SELECTED PASSAGE:
[start]

Click here for informations on text and pajek formats.

 

 

 

 

Options concerning types of census reports in text format

Every report in text format is headed by informations on the corpus, the type of census (matrimonial or relational), the date of the census, the version of Puck used, the maximal dimension (height and width) of the relations/rings concerned, the type of sibling differentiation, the treatment of ring inclusion, and the total number of marriages and married men and women in the corpus.

  • General survey: 1. Indicate the number of marriages and individuals concerned by the census (both in absolute numbers and as percentages, differentiated by men and women). Ring types of different width (number of marriages implied) are listed in separate blocks. Before each block, indicate the total number of rings and ring types (with the mean number of rings per type), the width of the rings and the maximal height of the ring (e.g. the canonic degree of the consanguinity relations implied).

2. List, for each ring/relation type (unless the census has been made per relation formula, only for types with nonzero frequency), continuously numbered (across blocks), their current index, their standard and positional notation, and the number of individual and relations / individuals, marriages and rings concerend (both in absolute numbers and as percentages)

  • List by types: List, for each type of relation/ring (indicated in standard notation), all relations/rings found in the corpus, with nominal indication of their pivots (and their relations: "=" for marriage, "-" for consanguinity) and the complete chain in positional notation (individuals being indicated by their identity numbers)

  • List by couples: List, for each couple or pair of relatives concerned by the census, all the rings/relations that link them, both in standard notation of the type and in positional notation of the complete chain (individuals being indicated by their identity numbers)

  • Sortable list: List, in a continuous (thus easily sortable) list, all relations/rings found in the census, with the index, standard and positional notation of the relation/ring type, nominal indication of their pivots (and their relations: "=" for marriage, "-" for consanguinity) and the complete chain in positional notation (individuals being indicated by their identity numbers)

  • Decomposition: The report of ring intersection network decomposition. This is a method for studying the interdependence of matrimonial ring types by eliminating, one after the other, ring types in order of size, and diminish all other ring types by the marriages they have in common with the eliminated ring type (if no marriages are left, a ring type is also eliminated).

[end]

WORK INSTRUCTIONS:
1. Write out the passage on census report options word for word, beginning at "Every report in" and stopping after "in the corpus.".
2. Rewrite the rows from the first row through the line containing "132], [316, 125]]", changing "robin's head" to "robin's crown" and leaving everything else as it is.

DATASET CONTENT:
[start]

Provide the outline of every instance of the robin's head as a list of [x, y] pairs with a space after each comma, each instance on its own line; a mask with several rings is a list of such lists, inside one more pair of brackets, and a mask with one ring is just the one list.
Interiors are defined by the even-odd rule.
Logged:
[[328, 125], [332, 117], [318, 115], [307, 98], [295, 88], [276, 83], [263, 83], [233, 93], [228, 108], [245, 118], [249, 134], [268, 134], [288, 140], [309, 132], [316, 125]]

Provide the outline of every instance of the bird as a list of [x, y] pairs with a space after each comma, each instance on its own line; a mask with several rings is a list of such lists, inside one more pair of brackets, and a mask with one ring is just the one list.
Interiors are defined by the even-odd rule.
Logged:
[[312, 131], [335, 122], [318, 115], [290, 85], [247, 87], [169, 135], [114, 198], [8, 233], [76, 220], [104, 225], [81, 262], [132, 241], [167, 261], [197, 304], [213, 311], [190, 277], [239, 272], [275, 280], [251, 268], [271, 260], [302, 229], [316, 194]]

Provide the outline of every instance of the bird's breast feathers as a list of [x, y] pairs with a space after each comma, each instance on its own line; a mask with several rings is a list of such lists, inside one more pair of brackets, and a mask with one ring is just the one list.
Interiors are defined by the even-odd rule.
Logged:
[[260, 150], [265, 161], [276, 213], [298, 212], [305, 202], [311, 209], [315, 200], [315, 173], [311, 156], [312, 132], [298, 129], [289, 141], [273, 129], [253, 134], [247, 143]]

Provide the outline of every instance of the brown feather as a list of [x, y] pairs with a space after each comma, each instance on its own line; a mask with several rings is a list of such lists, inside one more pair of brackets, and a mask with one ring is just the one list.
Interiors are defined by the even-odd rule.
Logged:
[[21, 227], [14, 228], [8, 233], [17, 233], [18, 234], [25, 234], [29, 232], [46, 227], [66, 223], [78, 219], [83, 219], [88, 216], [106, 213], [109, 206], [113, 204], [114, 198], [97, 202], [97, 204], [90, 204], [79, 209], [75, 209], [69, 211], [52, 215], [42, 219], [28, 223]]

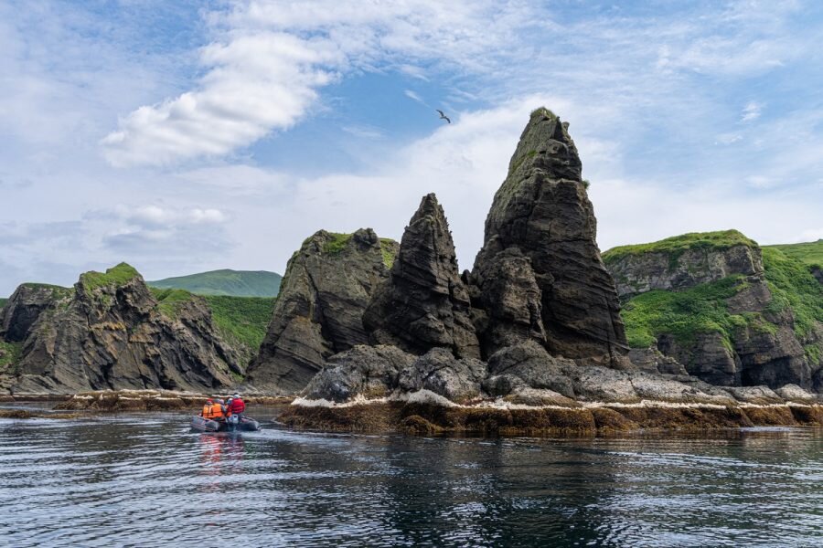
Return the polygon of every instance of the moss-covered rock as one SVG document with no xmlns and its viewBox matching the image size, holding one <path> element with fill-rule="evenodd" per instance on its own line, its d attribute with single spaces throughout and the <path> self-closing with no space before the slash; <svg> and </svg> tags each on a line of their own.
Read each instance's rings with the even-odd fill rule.
<svg viewBox="0 0 823 548">
<path fill-rule="evenodd" d="M 688 234 L 604 254 L 626 338 L 721 385 L 820 389 L 823 286 L 741 233 Z"/>
</svg>

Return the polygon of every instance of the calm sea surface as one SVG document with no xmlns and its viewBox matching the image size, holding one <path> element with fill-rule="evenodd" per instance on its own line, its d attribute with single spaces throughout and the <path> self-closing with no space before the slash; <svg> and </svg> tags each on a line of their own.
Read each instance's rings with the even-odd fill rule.
<svg viewBox="0 0 823 548">
<path fill-rule="evenodd" d="M 0 419 L 3 546 L 820 546 L 823 431 L 481 439 Z"/>
</svg>

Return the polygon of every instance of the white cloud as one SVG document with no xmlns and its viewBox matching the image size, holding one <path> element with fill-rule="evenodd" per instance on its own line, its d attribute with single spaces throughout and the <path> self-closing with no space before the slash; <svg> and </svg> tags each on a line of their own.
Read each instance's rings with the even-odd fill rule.
<svg viewBox="0 0 823 548">
<path fill-rule="evenodd" d="M 403 91 L 403 94 L 404 94 L 406 97 L 408 97 L 409 99 L 411 99 L 411 100 L 416 100 L 417 102 L 419 102 L 419 103 L 421 103 L 421 104 L 426 104 L 426 101 L 424 101 L 424 100 L 422 100 L 422 98 L 420 95 L 418 95 L 417 93 L 415 93 L 415 92 L 412 91 L 412 90 L 406 90 L 405 91 Z"/>
<path fill-rule="evenodd" d="M 103 153 L 118 167 L 224 155 L 294 125 L 347 71 L 394 66 L 398 56 L 478 70 L 530 15 L 490 0 L 237 1 L 209 16 L 218 37 L 200 50 L 197 88 L 122 118 L 101 142 Z"/>
<path fill-rule="evenodd" d="M 717 136 L 715 144 L 732 144 L 738 141 L 743 141 L 743 135 L 740 133 L 721 133 Z"/>
<path fill-rule="evenodd" d="M 794 241 L 796 242 L 816 242 L 819 239 L 823 239 L 823 227 L 819 228 L 810 228 L 808 230 L 804 230 L 800 233 L 800 236 L 796 238 Z"/>
<path fill-rule="evenodd" d="M 762 111 L 763 104 L 754 100 L 750 100 L 748 103 L 746 103 L 746 106 L 743 107 L 740 121 L 743 122 L 754 121 L 754 120 L 760 118 L 760 114 Z"/>
</svg>

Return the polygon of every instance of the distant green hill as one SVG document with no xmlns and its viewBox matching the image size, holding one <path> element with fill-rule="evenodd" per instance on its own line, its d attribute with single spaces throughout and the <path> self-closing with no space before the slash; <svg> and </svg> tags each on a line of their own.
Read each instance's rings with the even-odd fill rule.
<svg viewBox="0 0 823 548">
<path fill-rule="evenodd" d="M 177 289 L 152 288 L 162 314 L 176 318 L 178 308 L 194 299 L 191 292 Z M 248 363 L 256 353 L 272 319 L 275 299 L 272 297 L 231 297 L 205 295 L 211 317 L 224 340 L 244 354 Z"/>
<path fill-rule="evenodd" d="M 198 295 L 276 297 L 283 277 L 266 270 L 212 270 L 189 276 L 146 281 L 161 290 L 186 290 Z"/>
<path fill-rule="evenodd" d="M 807 265 L 823 266 L 823 239 L 805 244 L 782 244 L 764 247 L 776 248 L 789 257 L 803 261 Z"/>
</svg>

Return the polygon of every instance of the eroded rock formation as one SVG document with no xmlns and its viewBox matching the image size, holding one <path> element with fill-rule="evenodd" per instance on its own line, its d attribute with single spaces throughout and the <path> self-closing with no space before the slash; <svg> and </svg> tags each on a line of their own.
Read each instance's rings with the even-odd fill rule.
<svg viewBox="0 0 823 548">
<path fill-rule="evenodd" d="M 21 345 L 15 371 L 5 372 L 15 392 L 208 390 L 243 373 L 201 298 L 179 302 L 169 317 L 125 264 L 87 272 L 73 290 L 23 287 L 4 309 L 8 316 L 13 328 L 0 335 Z"/>
<path fill-rule="evenodd" d="M 535 111 L 495 195 L 473 270 L 489 316 L 482 339 L 493 353 L 516 338 L 542 342 L 542 331 L 552 354 L 614 362 L 627 351 L 620 306 L 567 129 L 548 110 Z M 518 314 L 499 299 L 512 282 L 526 289 Z"/>
<path fill-rule="evenodd" d="M 374 342 L 422 354 L 447 348 L 458 357 L 480 357 L 468 291 L 460 279 L 454 244 L 443 207 L 423 196 L 403 233 L 389 279 L 363 315 Z"/>
<path fill-rule="evenodd" d="M 771 285 L 764 253 L 773 262 Z M 606 254 L 627 307 L 642 306 L 649 291 L 667 291 L 671 299 L 651 311 L 659 313 L 665 307 L 666 314 L 682 316 L 681 321 L 630 316 L 657 333 L 647 352 L 659 351 L 712 385 L 794 384 L 819 390 L 821 364 L 814 349 L 823 345 L 823 324 L 806 317 L 801 326 L 791 301 L 820 300 L 823 291 L 795 293 L 792 284 L 804 284 L 797 277 L 807 278 L 804 285 L 809 290 L 815 285 L 804 265 L 795 262 L 778 250 L 762 250 L 733 230 L 688 234 Z M 638 351 L 632 355 L 640 363 L 646 359 Z"/>
<path fill-rule="evenodd" d="M 389 276 L 397 243 L 370 228 L 321 230 L 289 261 L 268 333 L 249 368 L 255 388 L 294 394 L 329 356 L 369 342 L 362 316 Z"/>
</svg>

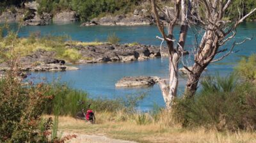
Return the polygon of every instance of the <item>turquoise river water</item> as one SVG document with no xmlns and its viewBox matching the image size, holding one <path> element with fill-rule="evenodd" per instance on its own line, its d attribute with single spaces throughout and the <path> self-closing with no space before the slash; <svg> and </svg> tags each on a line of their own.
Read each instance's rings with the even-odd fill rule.
<svg viewBox="0 0 256 143">
<path fill-rule="evenodd" d="M 15 24 L 12 25 L 17 29 Z M 176 27 L 175 36 L 179 35 L 179 27 Z M 28 36 L 30 33 L 40 31 L 42 35 L 70 36 L 74 40 L 92 41 L 95 39 L 106 41 L 108 35 L 113 33 L 121 39 L 120 43 L 137 41 L 147 45 L 159 45 L 161 41 L 156 38 L 159 36 L 157 28 L 155 26 L 93 26 L 80 27 L 79 24 L 74 23 L 65 25 L 52 24 L 45 26 L 24 26 L 19 33 L 20 36 Z M 244 23 L 237 30 L 234 40 L 241 41 L 244 38 L 250 37 L 256 34 L 256 23 Z M 194 34 L 189 32 L 186 48 L 191 49 L 193 45 Z M 230 43 L 225 45 L 230 47 Z M 223 61 L 213 63 L 208 66 L 205 75 L 214 75 L 219 73 L 225 76 L 230 73 L 237 61 L 243 56 L 248 56 L 256 52 L 256 41 L 252 40 L 236 47 L 237 52 L 232 53 Z M 67 82 L 74 88 L 87 91 L 92 98 L 104 97 L 115 98 L 127 94 L 147 94 L 147 97 L 140 103 L 140 108 L 148 110 L 156 103 L 160 106 L 164 105 L 161 91 L 157 84 L 148 88 L 116 88 L 115 84 L 124 76 L 168 76 L 168 60 L 160 58 L 145 61 L 131 63 L 99 63 L 86 65 L 74 65 L 80 70 L 61 72 L 34 72 L 31 77 L 36 78 L 46 77 L 49 81 L 60 78 L 61 82 Z M 179 93 L 182 94 L 185 79 L 180 78 Z"/>
</svg>

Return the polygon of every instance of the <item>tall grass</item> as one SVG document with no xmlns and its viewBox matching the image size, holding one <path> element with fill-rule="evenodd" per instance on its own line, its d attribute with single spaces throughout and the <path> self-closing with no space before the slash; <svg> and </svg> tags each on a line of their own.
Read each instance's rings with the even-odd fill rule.
<svg viewBox="0 0 256 143">
<path fill-rule="evenodd" d="M 178 99 L 175 116 L 184 127 L 204 126 L 219 131 L 254 130 L 256 88 L 249 82 L 238 83 L 232 74 L 205 78 L 202 89 L 193 99 Z"/>
</svg>

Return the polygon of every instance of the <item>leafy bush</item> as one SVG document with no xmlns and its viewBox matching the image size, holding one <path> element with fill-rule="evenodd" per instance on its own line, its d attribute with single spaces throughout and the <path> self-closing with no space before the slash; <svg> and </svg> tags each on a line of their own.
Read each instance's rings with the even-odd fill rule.
<svg viewBox="0 0 256 143">
<path fill-rule="evenodd" d="M 54 113 L 54 109 L 58 107 L 58 114 L 61 116 L 74 116 L 81 110 L 79 101 L 83 101 L 88 105 L 87 93 L 82 91 L 68 87 L 67 85 L 53 83 L 52 88 L 49 94 L 55 94 L 54 98 L 47 105 L 45 112 L 48 114 Z"/>
<path fill-rule="evenodd" d="M 52 95 L 42 84 L 22 86 L 14 72 L 0 80 L 0 142 L 45 142 L 48 128 L 38 130 L 44 107 Z M 45 123 L 45 126 L 49 126 Z"/>
<path fill-rule="evenodd" d="M 112 33 L 109 34 L 107 38 L 107 41 L 112 44 L 117 44 L 120 41 L 120 38 L 116 35 L 116 34 Z"/>
<path fill-rule="evenodd" d="M 142 125 L 146 124 L 150 122 L 148 115 L 143 113 L 140 113 L 136 119 L 136 122 L 138 124 Z"/>
<path fill-rule="evenodd" d="M 233 75 L 220 79 L 206 78 L 194 98 L 177 100 L 173 110 L 178 121 L 185 127 L 202 126 L 219 131 L 255 130 L 255 86 L 237 85 Z"/>
</svg>

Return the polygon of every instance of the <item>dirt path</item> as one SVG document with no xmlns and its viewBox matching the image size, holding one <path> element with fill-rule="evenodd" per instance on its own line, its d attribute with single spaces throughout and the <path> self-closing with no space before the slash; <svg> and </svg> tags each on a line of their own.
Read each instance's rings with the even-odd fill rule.
<svg viewBox="0 0 256 143">
<path fill-rule="evenodd" d="M 62 137 L 70 134 L 75 134 L 77 136 L 76 138 L 68 140 L 68 142 L 70 143 L 136 143 L 136 142 L 133 141 L 113 139 L 103 135 L 89 135 L 81 133 L 64 132 Z"/>
</svg>

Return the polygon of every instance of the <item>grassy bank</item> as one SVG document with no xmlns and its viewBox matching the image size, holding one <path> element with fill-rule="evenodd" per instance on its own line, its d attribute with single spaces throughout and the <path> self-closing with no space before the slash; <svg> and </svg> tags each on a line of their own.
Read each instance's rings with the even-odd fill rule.
<svg viewBox="0 0 256 143">
<path fill-rule="evenodd" d="M 137 124 L 132 121 L 116 121 L 109 113 L 96 113 L 101 123 L 90 124 L 70 117 L 60 117 L 60 131 L 69 133 L 106 135 L 107 137 L 138 142 L 207 142 L 253 143 L 256 133 L 244 131 L 219 132 L 204 128 L 184 129 L 179 124 L 166 126 L 163 123 Z M 49 117 L 49 116 L 47 116 Z"/>
<path fill-rule="evenodd" d="M 1 29 L 0 29 L 1 31 Z M 0 31 L 1 33 L 1 31 Z M 67 36 L 54 36 L 47 35 L 41 36 L 39 33 L 31 33 L 28 38 L 15 38 L 17 33 L 12 31 L 5 37 L 0 37 L 0 47 L 6 49 L 11 47 L 13 52 L 20 57 L 29 55 L 38 50 L 53 51 L 56 53 L 55 58 L 64 59 L 71 63 L 76 63 L 79 59 L 88 59 L 90 57 L 82 57 L 78 50 L 68 48 L 68 45 L 99 45 L 105 42 L 81 42 L 69 40 Z M 12 41 L 15 39 L 15 42 Z M 10 50 L 7 50 L 4 54 L 10 56 Z"/>
</svg>

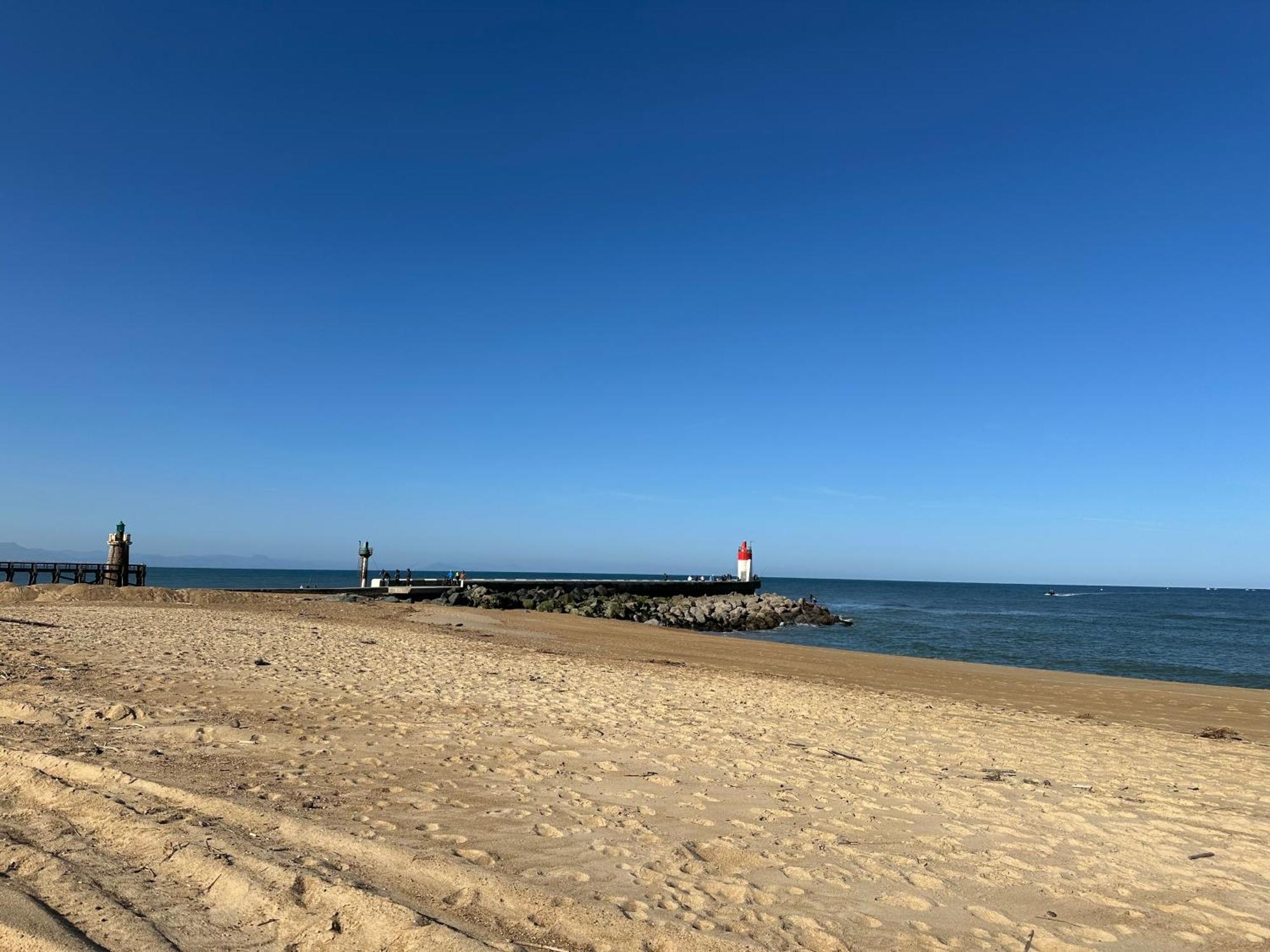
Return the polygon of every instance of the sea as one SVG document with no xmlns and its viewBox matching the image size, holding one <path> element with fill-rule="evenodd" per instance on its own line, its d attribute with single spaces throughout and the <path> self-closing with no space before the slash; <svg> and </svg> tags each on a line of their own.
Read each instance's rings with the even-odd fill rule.
<svg viewBox="0 0 1270 952">
<path fill-rule="evenodd" d="M 596 578 L 469 571 L 471 578 Z M 660 578 L 625 575 L 624 578 Z M 342 588 L 354 571 L 163 569 L 168 588 Z M 762 592 L 818 602 L 851 627 L 786 626 L 739 637 L 1123 678 L 1270 688 L 1265 589 L 992 585 L 765 578 Z"/>
</svg>

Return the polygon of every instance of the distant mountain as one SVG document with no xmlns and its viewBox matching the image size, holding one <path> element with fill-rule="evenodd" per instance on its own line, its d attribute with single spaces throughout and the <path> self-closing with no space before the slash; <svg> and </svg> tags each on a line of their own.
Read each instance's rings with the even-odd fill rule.
<svg viewBox="0 0 1270 952">
<path fill-rule="evenodd" d="M 169 556 L 133 550 L 130 556 L 133 564 L 144 562 L 165 569 L 347 569 L 347 565 L 330 562 L 305 562 L 269 556 L 234 555 L 183 555 Z M 27 548 L 17 542 L 0 542 L 0 562 L 104 562 L 105 546 L 90 552 L 77 552 L 70 548 Z"/>
</svg>

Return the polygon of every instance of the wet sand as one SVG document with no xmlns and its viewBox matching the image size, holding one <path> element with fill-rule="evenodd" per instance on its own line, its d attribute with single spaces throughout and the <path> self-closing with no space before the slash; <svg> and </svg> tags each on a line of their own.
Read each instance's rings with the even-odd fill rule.
<svg viewBox="0 0 1270 952">
<path fill-rule="evenodd" d="M 1270 692 L 41 589 L 0 589 L 4 948 L 1270 941 Z"/>
</svg>

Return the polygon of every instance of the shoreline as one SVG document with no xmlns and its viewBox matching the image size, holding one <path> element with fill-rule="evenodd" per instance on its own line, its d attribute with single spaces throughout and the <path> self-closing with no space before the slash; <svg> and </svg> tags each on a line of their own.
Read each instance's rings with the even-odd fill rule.
<svg viewBox="0 0 1270 952">
<path fill-rule="evenodd" d="M 34 598 L 15 592 L 34 592 Z M 6 597 L 8 595 L 8 597 Z M 320 597 L 274 595 L 222 589 L 107 589 L 94 585 L 4 586 L 8 605 L 121 602 L 127 604 L 229 605 L 278 611 L 302 605 L 305 613 L 378 623 L 415 616 L 462 617 L 469 627 L 525 647 L 541 647 L 613 660 L 643 660 L 649 652 L 667 661 L 715 670 L 794 678 L 881 693 L 900 692 L 969 703 L 1099 718 L 1182 734 L 1229 727 L 1246 740 L 1270 743 L 1270 689 L 1226 684 L 1126 678 L 1048 668 L 917 658 L 847 647 L 794 645 L 729 632 L 698 632 L 635 622 L 587 618 L 525 609 L 485 609 L 432 602 L 348 604 Z M 371 611 L 367 611 L 371 609 Z M 527 637 L 526 637 L 527 636 Z"/>
<path fill-rule="evenodd" d="M 458 612 L 447 608 L 446 612 Z M 483 609 L 474 618 L 489 614 Z M 1036 711 L 1055 716 L 1095 718 L 1114 724 L 1198 734 L 1208 727 L 1231 727 L 1256 743 L 1270 743 L 1270 691 L 1224 684 L 1119 678 L 1045 668 L 954 661 L 889 655 L 841 647 L 790 645 L 726 632 L 580 618 L 502 612 L 514 627 L 551 638 L 554 647 L 578 654 L 602 654 L 639 660 L 648 652 L 671 661 L 715 670 L 795 678 L 810 683 L 900 692 Z M 508 621 L 507 627 L 513 627 Z M 639 633 L 632 645 L 630 635 Z M 507 632 L 512 635 L 511 631 Z"/>
<path fill-rule="evenodd" d="M 525 611 L 5 594 L 0 937 L 66 923 L 97 943 L 60 952 L 1270 939 L 1267 692 Z"/>
</svg>

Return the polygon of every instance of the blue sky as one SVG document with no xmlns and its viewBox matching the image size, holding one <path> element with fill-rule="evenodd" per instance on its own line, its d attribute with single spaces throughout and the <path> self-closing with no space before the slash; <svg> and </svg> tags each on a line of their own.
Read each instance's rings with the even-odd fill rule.
<svg viewBox="0 0 1270 952">
<path fill-rule="evenodd" d="M 23 4 L 0 539 L 1270 584 L 1270 6 Z"/>
</svg>

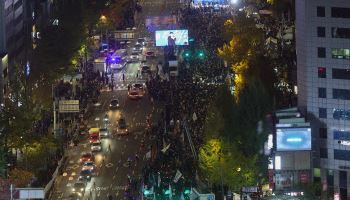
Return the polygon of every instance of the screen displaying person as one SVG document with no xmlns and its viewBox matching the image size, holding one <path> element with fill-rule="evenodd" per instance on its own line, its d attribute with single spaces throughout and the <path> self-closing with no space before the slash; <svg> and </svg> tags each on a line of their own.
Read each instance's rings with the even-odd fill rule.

[end]

RESULTS OF THE TASKS:
1.
Every report in text format is headed by informations on the corpus, the type of census (matrimonial or relational), the date of the census, the version of Puck used, the maximal dimension (height and width) of the relations/rings concerned, the type of sibling differentiation, the treatment of ring inclusion, and the total number of marriages and married men and women in the corpus.

2.
Provide the outline of every instance of the robin's crown as a list of [x, y] pairs with a space after each comma, each instance on its own line; a mask with several rings is a list of such lists, inside one more pair of brackets, and a mask with one ring is just the one list.
Interiors are defined by the even-odd rule.
Logged:
[[328, 125], [332, 117], [318, 115], [307, 98], [295, 88], [276, 83], [263, 83], [233, 93], [228, 108], [245, 118], [249, 134], [268, 134], [288, 140], [309, 132], [316, 125]]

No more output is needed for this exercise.